--- What you need to do ---
Return exactly the lines that run from the one containing "Each instance gets a single point. Label the blue jeans" to the end of the entries, with both ends included.

--- Given records ---
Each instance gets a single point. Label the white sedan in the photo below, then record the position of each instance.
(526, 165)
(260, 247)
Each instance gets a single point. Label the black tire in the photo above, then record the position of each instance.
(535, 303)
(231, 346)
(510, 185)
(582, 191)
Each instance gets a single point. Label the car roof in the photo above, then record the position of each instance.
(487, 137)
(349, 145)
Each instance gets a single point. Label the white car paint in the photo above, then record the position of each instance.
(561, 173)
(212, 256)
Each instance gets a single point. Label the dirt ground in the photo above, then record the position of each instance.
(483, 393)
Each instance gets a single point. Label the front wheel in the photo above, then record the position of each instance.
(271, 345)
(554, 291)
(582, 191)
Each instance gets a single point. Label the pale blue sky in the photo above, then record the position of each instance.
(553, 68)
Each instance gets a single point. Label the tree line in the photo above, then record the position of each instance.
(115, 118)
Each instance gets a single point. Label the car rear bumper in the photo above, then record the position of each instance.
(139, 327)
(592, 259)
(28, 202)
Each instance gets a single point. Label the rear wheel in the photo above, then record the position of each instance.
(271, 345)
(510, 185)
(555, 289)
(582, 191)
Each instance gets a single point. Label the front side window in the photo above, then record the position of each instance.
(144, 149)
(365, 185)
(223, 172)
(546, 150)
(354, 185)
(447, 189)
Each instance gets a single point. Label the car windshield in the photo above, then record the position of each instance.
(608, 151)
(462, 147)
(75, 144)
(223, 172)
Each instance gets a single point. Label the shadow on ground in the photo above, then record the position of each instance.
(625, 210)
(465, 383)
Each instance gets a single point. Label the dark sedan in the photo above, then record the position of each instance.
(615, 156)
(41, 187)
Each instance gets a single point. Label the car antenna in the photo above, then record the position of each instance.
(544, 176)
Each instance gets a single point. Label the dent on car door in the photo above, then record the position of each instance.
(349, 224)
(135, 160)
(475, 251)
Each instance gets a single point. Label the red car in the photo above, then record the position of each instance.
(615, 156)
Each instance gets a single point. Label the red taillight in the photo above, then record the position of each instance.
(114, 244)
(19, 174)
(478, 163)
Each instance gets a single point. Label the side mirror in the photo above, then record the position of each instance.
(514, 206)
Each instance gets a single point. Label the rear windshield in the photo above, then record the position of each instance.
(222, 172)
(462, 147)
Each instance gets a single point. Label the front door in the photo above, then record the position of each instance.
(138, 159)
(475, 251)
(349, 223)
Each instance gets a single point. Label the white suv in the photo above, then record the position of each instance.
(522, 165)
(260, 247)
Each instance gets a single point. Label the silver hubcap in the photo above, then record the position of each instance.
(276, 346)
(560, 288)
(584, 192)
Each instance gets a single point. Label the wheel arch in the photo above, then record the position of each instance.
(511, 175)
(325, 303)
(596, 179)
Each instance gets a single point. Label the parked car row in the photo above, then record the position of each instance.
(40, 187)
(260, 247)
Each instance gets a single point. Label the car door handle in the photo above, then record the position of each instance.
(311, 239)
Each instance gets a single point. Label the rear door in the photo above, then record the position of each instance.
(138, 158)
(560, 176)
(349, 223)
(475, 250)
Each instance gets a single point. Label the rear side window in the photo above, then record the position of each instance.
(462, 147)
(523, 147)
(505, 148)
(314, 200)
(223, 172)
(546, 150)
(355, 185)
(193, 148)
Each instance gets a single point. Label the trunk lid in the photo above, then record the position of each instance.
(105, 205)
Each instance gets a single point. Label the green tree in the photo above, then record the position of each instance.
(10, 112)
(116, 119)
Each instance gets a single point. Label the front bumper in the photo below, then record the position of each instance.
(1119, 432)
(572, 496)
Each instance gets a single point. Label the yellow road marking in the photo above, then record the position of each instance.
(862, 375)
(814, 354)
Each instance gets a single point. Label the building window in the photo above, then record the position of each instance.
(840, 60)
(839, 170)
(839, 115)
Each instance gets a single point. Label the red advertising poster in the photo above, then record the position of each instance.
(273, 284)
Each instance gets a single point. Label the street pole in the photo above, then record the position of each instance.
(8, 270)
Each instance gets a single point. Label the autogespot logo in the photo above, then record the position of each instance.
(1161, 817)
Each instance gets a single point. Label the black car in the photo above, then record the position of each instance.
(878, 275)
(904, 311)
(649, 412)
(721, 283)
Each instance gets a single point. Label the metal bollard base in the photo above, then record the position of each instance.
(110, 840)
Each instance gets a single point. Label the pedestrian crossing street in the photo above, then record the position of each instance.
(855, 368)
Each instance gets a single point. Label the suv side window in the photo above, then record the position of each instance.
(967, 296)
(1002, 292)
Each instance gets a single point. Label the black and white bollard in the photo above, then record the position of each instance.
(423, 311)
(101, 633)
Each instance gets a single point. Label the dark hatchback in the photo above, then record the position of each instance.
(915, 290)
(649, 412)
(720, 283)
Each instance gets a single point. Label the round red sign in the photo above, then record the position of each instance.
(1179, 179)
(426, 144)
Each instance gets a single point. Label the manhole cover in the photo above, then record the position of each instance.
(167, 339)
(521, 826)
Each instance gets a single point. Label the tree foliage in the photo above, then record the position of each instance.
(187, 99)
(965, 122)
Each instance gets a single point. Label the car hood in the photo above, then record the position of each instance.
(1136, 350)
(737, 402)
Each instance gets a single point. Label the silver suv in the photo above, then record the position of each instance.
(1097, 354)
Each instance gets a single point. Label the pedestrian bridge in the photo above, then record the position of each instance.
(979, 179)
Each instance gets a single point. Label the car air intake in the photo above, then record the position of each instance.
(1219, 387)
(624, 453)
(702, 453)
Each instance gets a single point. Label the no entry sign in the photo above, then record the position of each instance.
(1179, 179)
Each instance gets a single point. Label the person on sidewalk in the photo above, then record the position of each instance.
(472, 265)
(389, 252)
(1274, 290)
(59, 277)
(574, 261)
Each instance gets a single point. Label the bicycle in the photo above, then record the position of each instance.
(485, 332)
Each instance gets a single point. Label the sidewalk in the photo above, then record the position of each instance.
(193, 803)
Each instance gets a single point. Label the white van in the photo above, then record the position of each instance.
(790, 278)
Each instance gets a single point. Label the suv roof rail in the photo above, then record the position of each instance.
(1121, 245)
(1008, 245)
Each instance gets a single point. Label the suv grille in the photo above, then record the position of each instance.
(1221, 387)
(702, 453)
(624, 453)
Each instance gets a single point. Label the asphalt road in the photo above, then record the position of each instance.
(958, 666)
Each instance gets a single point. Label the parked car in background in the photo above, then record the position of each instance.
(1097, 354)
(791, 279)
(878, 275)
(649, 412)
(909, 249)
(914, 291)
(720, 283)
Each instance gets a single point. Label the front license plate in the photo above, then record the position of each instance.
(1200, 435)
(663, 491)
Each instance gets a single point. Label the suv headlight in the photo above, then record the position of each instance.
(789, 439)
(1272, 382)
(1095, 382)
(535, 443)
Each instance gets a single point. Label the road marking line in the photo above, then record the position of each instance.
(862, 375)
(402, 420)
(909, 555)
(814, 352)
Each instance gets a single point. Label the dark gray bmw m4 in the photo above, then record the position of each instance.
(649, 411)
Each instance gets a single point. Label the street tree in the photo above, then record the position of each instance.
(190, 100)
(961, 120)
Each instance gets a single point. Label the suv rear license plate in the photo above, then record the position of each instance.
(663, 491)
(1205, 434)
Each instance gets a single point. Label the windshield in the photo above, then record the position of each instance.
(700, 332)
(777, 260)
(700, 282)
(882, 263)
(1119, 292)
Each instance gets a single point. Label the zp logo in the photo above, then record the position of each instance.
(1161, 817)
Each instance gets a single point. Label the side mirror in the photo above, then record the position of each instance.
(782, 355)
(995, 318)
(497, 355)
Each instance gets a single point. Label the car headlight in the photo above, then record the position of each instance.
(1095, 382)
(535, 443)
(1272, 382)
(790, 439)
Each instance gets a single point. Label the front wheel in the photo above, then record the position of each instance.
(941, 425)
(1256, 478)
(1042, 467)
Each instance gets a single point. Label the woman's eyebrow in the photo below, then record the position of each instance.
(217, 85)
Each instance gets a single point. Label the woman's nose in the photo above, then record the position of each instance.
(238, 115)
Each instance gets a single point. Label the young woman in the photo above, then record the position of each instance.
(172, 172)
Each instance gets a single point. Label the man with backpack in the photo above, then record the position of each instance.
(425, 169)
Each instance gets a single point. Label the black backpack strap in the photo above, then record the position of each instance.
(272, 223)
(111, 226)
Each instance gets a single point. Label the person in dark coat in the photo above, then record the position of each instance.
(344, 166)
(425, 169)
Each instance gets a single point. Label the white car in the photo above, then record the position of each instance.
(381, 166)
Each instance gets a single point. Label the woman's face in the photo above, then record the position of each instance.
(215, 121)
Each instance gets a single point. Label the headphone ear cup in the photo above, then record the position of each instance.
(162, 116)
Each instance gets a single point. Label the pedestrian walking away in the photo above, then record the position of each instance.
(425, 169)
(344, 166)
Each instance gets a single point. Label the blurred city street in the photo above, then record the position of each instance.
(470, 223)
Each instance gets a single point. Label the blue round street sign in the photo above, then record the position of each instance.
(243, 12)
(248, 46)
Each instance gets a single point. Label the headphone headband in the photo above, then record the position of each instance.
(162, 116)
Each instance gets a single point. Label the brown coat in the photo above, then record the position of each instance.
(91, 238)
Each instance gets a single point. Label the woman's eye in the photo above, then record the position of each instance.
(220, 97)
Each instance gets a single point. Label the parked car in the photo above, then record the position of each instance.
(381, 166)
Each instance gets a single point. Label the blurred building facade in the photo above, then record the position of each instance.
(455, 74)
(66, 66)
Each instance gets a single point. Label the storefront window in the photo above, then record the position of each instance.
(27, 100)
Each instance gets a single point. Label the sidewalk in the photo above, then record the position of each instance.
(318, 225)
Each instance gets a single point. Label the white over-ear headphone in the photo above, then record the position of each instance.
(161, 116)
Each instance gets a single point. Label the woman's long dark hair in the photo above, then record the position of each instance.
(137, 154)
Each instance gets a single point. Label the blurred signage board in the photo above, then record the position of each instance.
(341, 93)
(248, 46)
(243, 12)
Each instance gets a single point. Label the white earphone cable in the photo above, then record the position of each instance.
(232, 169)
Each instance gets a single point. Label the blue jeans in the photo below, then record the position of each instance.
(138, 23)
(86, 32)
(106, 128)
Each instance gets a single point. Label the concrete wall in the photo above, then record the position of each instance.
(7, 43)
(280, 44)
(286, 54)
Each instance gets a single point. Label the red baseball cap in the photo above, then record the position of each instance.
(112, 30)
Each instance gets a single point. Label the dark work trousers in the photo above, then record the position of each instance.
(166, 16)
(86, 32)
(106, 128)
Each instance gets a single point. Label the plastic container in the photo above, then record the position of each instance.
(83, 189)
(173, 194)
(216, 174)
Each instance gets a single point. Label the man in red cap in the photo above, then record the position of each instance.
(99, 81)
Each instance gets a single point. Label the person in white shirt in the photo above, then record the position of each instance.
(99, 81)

--- Answer for this exercise ---
Each instance gets a single point. Label the blue jeans in the photo below, then record the position of each instance.
(138, 23)
(86, 32)
(106, 128)
Each instance gets a single point. Label the concrete wall in the photo above, then record the position of each instance.
(7, 43)
(280, 44)
(286, 54)
Each instance gets a single point. Label the red baseball cap in the photo above, then record the position of each instance.
(112, 30)
Each instance gets a single point. Label the dark work trousers in the photo above, then record the position of each instance.
(166, 16)
(86, 32)
(106, 128)
Each instance gets a single point. Label the plastic container in the photo above, then record the position of each instance.
(83, 189)
(173, 194)
(216, 174)
Each instance gets a single point. Label the man in red cap in the photo above, then record the position of each instance.
(99, 81)
Each instance gets a single point. Label the person in white shirt in the photo above, then record the position of each instance.
(99, 81)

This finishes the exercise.